GOAL: Copy each of the records below word for word, without changing anything.

GIVEN DATA:
———

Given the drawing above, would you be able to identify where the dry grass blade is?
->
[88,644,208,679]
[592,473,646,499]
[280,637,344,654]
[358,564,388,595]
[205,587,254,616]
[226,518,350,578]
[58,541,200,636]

———

SOLUTION FOR THIS TASK:
Given the drawing above, would you be able to identify where the dry grass blade is?
->
[88,644,208,679]
[592,473,646,499]
[280,637,344,654]
[358,564,388,595]
[205,587,254,616]
[226,518,350,578]
[58,541,200,636]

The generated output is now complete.